**EXCERTO DO TEXTO:**
####

E tal como com as palavras, chegam por vezes até nós, vindas do passado, histórias que não conseguimos ignorar.
No livro “Sintra Lendária” escrevi um capítulo cujo título escolhido foi “A Um Herói Desconhecido”. Esse capítulo trata precisamente de uma dessas personagens da história que se destacam por terem sido quem realmente foram no correr de uma vida quase incógnita. No caso, não apenas por isso mas também por sua história se entrelaçar com Sintra. E não só: por sua história – a história desse “herói” -, seu sentir e viver, se entrelaçar com Sintra num discreto e quase involuntário acompanhar do movimento do Romantismo de então.
Francisco Maria Rosado Metello não era natural de Sintra. Mas amou Sintra com uma sensibilidade como poucos o fizeram. Amou Sintra com a sensibilidade que derrama os mais dramáticos sentimentos em palavras no papel, com a sensibilidade que derrama os mais trágicos quadros no papel.
Francisco Maria Rosado Metello,
auto-retrato
Nascido em 1790, quando Byron visitava Sintra em 1809 já Metello se encontrava a caminho de conhecer o acre sabor da Guerra Peninsular, das investidas de Napoleão na Península Ibérica. Fazendo parte do corpo português que acompanhava o exército inglês na dura guerra em que as lusas vidas eram tidas como de pouco valor, o “Herói Desconhecido” participou, sobreviveu, a 5 campanhas da Guerra Peninsular, tendo sido condecorado com a Cruz de Ouro.
"...e deitaram-se as tropas de armas na mão, debaixo de um bosque em terreno relvoso, com mais de duas polegadas de água estagnada: de fardas, equipados, e sem tirar as mochilas, nem cobertores ou capotes, dormiram os portugueses, e seus aliados, neste lugar de descanso, sem acenderem um só lume: ao romper o dia 28 continuaram a marcha; a chuva, a névoa, o fumo, o estampido e os clarões do fogo do canhão português foi a aurora, o quadro, e primeiros raios de luz deste dia glorioso!" Escrevia Metello, recordando-se da marcha do pequeno corpo português pela Ibéria. E não lembrava apenas os seus congéneres, recordando também os “gritos de guerra” que impeliam e impelem o Homem rumo à vitória: "Tal foi a veemência dos valentes escoceses, e os sons da vitória das suas gaitas de foles, a disciplina e valor dos regimentos de infanteria portugueses 4, 6, 10, e 18, caçadores 6, e artilheria 1, nesta acção!"
Desenho de Metello, figura gravando “Eliza” numa rocha com o Mosteiro de Penha Longa e o Penedo dos Ovos na distância
Foram muitas as vivências, muitas as aventuras de Metello, das mais inesperadas às mais perigosas, como aquela bomba que no cerco de Badajoz o “ia rapando” e que o estirou com uma “contusão no peito, gola e armas da gola feitas num bolo, barretina sem tampo, relógio quebrado, tudo à força de estilhaços.”

####

**MATERIAL EXTRAÍDO:**
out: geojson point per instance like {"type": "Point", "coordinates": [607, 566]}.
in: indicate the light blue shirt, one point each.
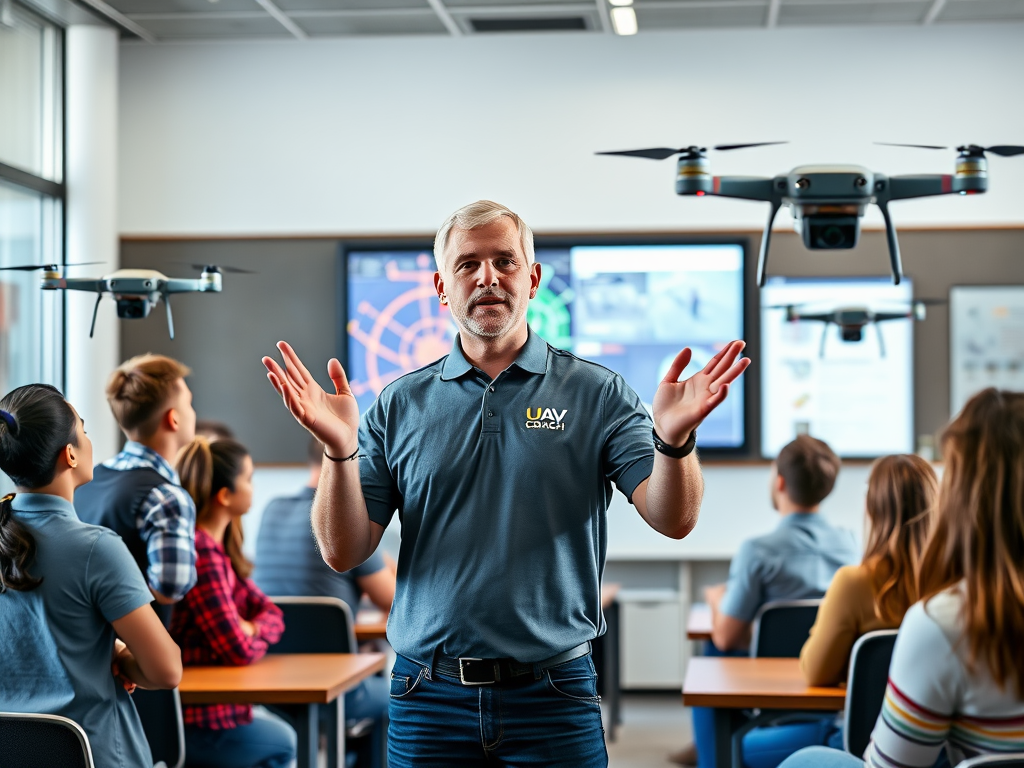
{"type": "Point", "coordinates": [56, 640]}
{"type": "Point", "coordinates": [503, 488]}
{"type": "Point", "coordinates": [796, 561]}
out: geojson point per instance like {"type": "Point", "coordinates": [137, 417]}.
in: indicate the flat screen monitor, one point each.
{"type": "Point", "coordinates": [855, 395]}
{"type": "Point", "coordinates": [630, 307]}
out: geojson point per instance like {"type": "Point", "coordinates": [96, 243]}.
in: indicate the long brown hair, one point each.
{"type": "Point", "coordinates": [901, 495]}
{"type": "Point", "coordinates": [36, 424]}
{"type": "Point", "coordinates": [205, 468]}
{"type": "Point", "coordinates": [978, 537]}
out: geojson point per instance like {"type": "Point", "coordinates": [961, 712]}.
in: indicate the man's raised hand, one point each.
{"type": "Point", "coordinates": [333, 419]}
{"type": "Point", "coordinates": [681, 406]}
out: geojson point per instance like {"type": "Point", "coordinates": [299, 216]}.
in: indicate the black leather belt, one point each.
{"type": "Point", "coordinates": [493, 671]}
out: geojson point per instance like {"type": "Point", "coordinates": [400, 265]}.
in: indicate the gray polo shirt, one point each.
{"type": "Point", "coordinates": [502, 487]}
{"type": "Point", "coordinates": [56, 640]}
{"type": "Point", "coordinates": [796, 561]}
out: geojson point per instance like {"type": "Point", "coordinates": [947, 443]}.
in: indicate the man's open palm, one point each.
{"type": "Point", "coordinates": [333, 419]}
{"type": "Point", "coordinates": [681, 406]}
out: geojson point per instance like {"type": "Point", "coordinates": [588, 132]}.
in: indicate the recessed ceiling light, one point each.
{"type": "Point", "coordinates": [624, 19]}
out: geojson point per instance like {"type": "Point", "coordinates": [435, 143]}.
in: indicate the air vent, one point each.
{"type": "Point", "coordinates": [524, 24]}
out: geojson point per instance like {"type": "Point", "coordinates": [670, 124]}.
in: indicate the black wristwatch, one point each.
{"type": "Point", "coordinates": [675, 453]}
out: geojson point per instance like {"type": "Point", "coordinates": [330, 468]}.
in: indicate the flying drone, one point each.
{"type": "Point", "coordinates": [852, 320]}
{"type": "Point", "coordinates": [136, 292]}
{"type": "Point", "coordinates": [827, 201]}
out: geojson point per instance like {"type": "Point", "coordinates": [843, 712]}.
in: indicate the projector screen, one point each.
{"type": "Point", "coordinates": [629, 307]}
{"type": "Point", "coordinates": [855, 395]}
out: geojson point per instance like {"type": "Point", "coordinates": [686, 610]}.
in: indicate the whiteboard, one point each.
{"type": "Point", "coordinates": [986, 341]}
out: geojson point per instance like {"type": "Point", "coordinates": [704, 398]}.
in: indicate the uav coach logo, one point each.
{"type": "Point", "coordinates": [546, 419]}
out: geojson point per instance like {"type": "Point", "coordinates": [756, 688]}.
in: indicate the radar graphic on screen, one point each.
{"type": "Point", "coordinates": [630, 308]}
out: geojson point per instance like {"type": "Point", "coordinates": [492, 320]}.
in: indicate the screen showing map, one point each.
{"type": "Point", "coordinates": [855, 395]}
{"type": "Point", "coordinates": [629, 307]}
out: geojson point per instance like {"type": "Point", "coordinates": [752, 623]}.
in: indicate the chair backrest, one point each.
{"type": "Point", "coordinates": [315, 625]}
{"type": "Point", "coordinates": [865, 687]}
{"type": "Point", "coordinates": [29, 740]}
{"type": "Point", "coordinates": [160, 712]}
{"type": "Point", "coordinates": [1007, 760]}
{"type": "Point", "coordinates": [781, 628]}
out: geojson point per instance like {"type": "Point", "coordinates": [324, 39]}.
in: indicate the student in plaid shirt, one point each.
{"type": "Point", "coordinates": [137, 494]}
{"type": "Point", "coordinates": [224, 619]}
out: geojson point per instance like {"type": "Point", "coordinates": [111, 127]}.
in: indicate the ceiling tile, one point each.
{"type": "Point", "coordinates": [218, 28]}
{"type": "Point", "coordinates": [339, 26]}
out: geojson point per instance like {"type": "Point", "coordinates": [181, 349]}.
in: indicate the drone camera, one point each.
{"type": "Point", "coordinates": [829, 232]}
{"type": "Point", "coordinates": [852, 333]}
{"type": "Point", "coordinates": [133, 307]}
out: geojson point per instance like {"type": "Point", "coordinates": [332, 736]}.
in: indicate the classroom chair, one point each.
{"type": "Point", "coordinates": [781, 628]}
{"type": "Point", "coordinates": [1007, 760]}
{"type": "Point", "coordinates": [160, 712]}
{"type": "Point", "coordinates": [322, 625]}
{"type": "Point", "coordinates": [865, 687]}
{"type": "Point", "coordinates": [29, 740]}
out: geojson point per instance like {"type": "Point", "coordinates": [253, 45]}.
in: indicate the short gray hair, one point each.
{"type": "Point", "coordinates": [478, 214]}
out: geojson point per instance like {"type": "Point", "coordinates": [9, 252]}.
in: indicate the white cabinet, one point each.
{"type": "Point", "coordinates": [651, 639]}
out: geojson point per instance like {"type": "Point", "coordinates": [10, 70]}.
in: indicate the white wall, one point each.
{"type": "Point", "coordinates": [389, 135]}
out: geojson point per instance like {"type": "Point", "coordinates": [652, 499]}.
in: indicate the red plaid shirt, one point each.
{"type": "Point", "coordinates": [207, 625]}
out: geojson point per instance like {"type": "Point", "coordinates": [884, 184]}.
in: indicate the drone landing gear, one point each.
{"type": "Point", "coordinates": [894, 259]}
{"type": "Point", "coordinates": [95, 309]}
{"type": "Point", "coordinates": [765, 242]}
{"type": "Point", "coordinates": [170, 318]}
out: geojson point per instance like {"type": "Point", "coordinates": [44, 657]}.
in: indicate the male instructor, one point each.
{"type": "Point", "coordinates": [500, 459]}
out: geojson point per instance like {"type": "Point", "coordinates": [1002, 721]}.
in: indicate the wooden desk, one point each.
{"type": "Point", "coordinates": [698, 622]}
{"type": "Point", "coordinates": [730, 684]}
{"type": "Point", "coordinates": [301, 681]}
{"type": "Point", "coordinates": [371, 625]}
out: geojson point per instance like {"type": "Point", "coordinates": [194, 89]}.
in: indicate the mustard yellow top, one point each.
{"type": "Point", "coordinates": [847, 611]}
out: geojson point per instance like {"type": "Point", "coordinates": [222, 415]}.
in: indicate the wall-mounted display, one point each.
{"type": "Point", "coordinates": [630, 307]}
{"type": "Point", "coordinates": [986, 341]}
{"type": "Point", "coordinates": [848, 381]}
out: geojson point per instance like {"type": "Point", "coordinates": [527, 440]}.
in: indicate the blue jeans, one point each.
{"type": "Point", "coordinates": [266, 742]}
{"type": "Point", "coordinates": [552, 719]}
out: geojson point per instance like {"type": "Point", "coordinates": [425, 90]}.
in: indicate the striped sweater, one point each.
{"type": "Point", "coordinates": [933, 700]}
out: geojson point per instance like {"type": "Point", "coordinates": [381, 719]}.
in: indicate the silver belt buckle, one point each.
{"type": "Point", "coordinates": [462, 674]}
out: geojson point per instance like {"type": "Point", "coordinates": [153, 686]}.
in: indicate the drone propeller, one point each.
{"type": "Point", "coordinates": [49, 267]}
{"type": "Point", "coordinates": [663, 153]}
{"type": "Point", "coordinates": [1003, 151]}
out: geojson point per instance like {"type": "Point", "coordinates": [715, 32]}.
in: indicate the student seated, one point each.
{"type": "Point", "coordinates": [68, 591]}
{"type": "Point", "coordinates": [137, 494]}
{"type": "Point", "coordinates": [224, 619]}
{"type": "Point", "coordinates": [901, 495]}
{"type": "Point", "coordinates": [795, 561]}
{"type": "Point", "coordinates": [289, 563]}
{"type": "Point", "coordinates": [956, 681]}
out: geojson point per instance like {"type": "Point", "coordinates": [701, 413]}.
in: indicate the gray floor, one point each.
{"type": "Point", "coordinates": [653, 725]}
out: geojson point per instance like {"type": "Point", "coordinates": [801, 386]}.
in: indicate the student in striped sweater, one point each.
{"type": "Point", "coordinates": [955, 681]}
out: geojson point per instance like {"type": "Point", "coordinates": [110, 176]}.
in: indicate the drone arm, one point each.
{"type": "Point", "coordinates": [903, 187]}
{"type": "Point", "coordinates": [743, 187]}
{"type": "Point", "coordinates": [765, 242]}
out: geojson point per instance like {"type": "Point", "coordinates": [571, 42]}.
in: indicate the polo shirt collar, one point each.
{"type": "Point", "coordinates": [43, 503]}
{"type": "Point", "coordinates": [532, 357]}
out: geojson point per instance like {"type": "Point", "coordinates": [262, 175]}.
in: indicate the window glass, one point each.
{"type": "Point", "coordinates": [30, 90]}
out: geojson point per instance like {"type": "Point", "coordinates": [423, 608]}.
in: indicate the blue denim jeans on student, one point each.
{"type": "Point", "coordinates": [552, 719]}
{"type": "Point", "coordinates": [763, 748]}
{"type": "Point", "coordinates": [266, 742]}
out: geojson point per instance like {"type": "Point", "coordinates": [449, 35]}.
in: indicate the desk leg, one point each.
{"type": "Point", "coordinates": [307, 729]}
{"type": "Point", "coordinates": [726, 722]}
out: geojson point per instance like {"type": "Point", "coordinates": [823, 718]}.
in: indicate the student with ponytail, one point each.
{"type": "Point", "coordinates": [68, 591]}
{"type": "Point", "coordinates": [224, 619]}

####

**DESAFIO A:**
Responda, com base no excerto sobre Francisco Maria Rosado Metello, às seguintes perguntas:
(i) Que título tem o capítulo do livro "Sintra Lendária" referido no excerto?
(ii) Em quantas campanhas da Guerra Peninsular participou Metello?
(iii) Em que cerco uma bomba o deixou com uma contusão no peito?
**DESAFIO B:**
Transcreva do excerto sobre Francisco Maria Rosado Metello o trecho entre "Francisco Maria Rosado Metello não" e "quadros no papel.", inclusive.

**RESPOSTA COMPLETA A:**
(i) "A Um Herói Desconhecido".
(ii) Em 5 campanhas.
(iii) No cerco de Badajoz.

**RESPOSTA COMPLETA B:**
Francisco Maria Rosado Metello não era natural de Sintra. Mas amou Sintra com uma sensibilidade como poucos o fizeram. Amou Sintra com a sensibilidade que derrama os mais dramáticos sentimentos em palavras no papel, com a sensibilidade que derrama os mais trágicos quadros no papel.